TEXT PASSAGE |
Order your tasks based on priority
Once you have all of your tasks broken down, you need to choose the order in which you want to complete them. We already talked about the importance of prioritising the most important things and then moving on from there.
But you also need to consider the conditional tasks. What I mean by that is that are things that you need to do first. For example, to buy water, you need to make some money from your wallet. So while buying water should be the priority action, the initial prioritisation is to make sure you have the resources you need on you.
Make a plan – a simple checklist
You have your goals, priorities and tasks. All that is left is to just start doing things one after the other. The best managing system, in my opinion, is the simple checklist. All you need to write down is the date and then list your tasks for the day.
My preference is to have a project task list, from which I pull work for the day. My rule of thumb is to never have more than five things on your daily checklist as more than that is often not doable.
The second most important rule is only to take on the next item on the list once you have completed the on you are currently working on. It is a matter of the consecutive assignment.
This is becoming my most repeated advice, and that is simply due to the fact that it is so important, yet so overlooked.
I have consistently expected too much of myself and then succumbed to the understandable disappointment when I inevitably fall short to my expectations. So being able to realistically evaluate how much time certain work takes and also how to break down project will make all the difference in your life.

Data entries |
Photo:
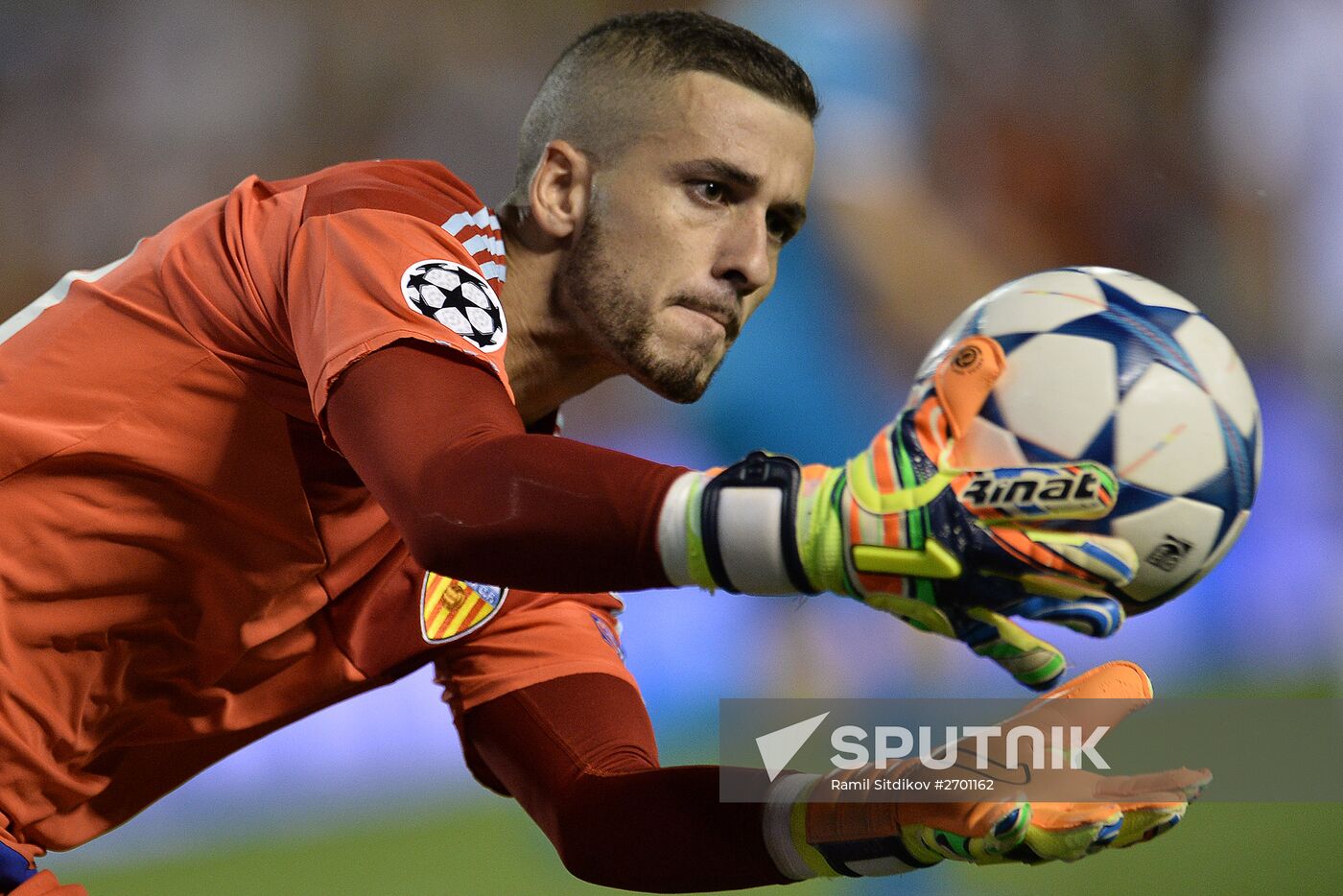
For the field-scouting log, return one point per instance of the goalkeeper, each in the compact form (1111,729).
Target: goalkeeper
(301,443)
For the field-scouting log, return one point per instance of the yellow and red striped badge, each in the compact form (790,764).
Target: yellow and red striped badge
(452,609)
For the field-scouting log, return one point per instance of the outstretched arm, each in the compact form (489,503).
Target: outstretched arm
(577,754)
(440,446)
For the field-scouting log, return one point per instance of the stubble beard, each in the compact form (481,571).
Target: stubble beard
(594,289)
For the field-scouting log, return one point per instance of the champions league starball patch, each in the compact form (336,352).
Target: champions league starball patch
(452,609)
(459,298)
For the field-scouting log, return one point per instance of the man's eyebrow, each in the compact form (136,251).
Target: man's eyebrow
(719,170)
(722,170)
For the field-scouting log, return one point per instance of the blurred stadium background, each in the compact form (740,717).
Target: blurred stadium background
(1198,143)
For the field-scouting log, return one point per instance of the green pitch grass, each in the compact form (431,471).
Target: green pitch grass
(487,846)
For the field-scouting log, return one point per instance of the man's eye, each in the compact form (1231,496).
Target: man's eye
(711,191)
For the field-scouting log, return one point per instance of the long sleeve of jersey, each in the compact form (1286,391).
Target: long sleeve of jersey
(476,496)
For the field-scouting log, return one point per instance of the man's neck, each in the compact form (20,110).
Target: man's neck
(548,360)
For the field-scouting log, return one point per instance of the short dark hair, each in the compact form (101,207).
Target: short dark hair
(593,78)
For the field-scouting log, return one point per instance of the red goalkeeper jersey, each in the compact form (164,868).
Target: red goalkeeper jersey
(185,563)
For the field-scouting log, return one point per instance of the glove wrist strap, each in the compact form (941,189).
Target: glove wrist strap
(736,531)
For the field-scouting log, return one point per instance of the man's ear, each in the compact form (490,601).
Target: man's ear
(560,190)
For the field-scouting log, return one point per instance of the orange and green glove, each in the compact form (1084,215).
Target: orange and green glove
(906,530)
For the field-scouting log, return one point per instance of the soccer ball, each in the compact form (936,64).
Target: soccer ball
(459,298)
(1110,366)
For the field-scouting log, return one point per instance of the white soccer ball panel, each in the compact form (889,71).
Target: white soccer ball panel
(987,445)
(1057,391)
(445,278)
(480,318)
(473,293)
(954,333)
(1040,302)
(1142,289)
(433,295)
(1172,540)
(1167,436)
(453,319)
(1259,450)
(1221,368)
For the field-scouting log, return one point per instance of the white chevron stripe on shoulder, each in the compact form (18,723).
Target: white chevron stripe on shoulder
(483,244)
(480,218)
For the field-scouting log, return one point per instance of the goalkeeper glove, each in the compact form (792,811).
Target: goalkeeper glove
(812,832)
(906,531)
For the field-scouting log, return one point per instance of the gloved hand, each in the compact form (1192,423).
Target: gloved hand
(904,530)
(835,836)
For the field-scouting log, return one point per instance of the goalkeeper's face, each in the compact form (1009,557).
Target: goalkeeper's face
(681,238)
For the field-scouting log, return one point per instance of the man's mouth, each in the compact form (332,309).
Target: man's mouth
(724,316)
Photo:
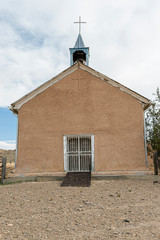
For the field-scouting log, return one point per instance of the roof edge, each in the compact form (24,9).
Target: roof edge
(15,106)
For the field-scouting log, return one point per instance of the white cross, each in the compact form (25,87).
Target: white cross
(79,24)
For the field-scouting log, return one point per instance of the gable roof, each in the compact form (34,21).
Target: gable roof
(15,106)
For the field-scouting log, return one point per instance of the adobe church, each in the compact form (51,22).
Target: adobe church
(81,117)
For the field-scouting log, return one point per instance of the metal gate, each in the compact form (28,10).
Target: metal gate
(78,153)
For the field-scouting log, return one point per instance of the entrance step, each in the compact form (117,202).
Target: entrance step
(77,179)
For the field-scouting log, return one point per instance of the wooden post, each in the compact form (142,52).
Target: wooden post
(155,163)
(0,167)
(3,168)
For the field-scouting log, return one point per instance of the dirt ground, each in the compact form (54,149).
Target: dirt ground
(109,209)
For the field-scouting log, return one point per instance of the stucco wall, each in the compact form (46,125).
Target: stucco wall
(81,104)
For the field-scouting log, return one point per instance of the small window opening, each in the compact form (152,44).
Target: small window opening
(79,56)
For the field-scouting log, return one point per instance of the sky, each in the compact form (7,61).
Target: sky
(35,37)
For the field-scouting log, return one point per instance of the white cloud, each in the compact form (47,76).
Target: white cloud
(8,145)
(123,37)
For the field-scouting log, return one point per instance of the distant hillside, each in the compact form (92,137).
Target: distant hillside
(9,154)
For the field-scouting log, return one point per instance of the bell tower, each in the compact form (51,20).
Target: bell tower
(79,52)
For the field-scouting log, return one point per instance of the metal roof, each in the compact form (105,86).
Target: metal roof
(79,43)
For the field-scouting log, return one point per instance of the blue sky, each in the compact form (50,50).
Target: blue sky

WORK INSTRUCTIONS |
1. From the passage on planning tasks above the listing, quote the part that begins with the words "Order your tasks" and ends with the words "tasks for the day.".
2. In the passage on planning tasks, the section headed "Make a plan – a simple checklist" opens by naming what the reader already has. List each of those things.

THE ANSWERS |
1.
Order your tasks based on priority
Once you have all of your tasks broken down, you need to choose the order in which you want to complete them. We already talked about the importance of prioritising the most important things and then moving on from there.
But you also need to consider the conditional tasks. What I mean by that is that are things that you need to do first. For example, to buy water, you need to make some money from your wallet. So while buying water should be the priority action, the initial prioritisation is to make sure you have the resources you need on you.
Make a plan – a simple checklist
You have your goals, priorities and tasks. All that is left is to just start doing things one after the other. The best managing system, in my opinion, is the simple checklist. All you need to write down is the date and then list your tasks for the day.

2.
- goals
- priorities
- tasks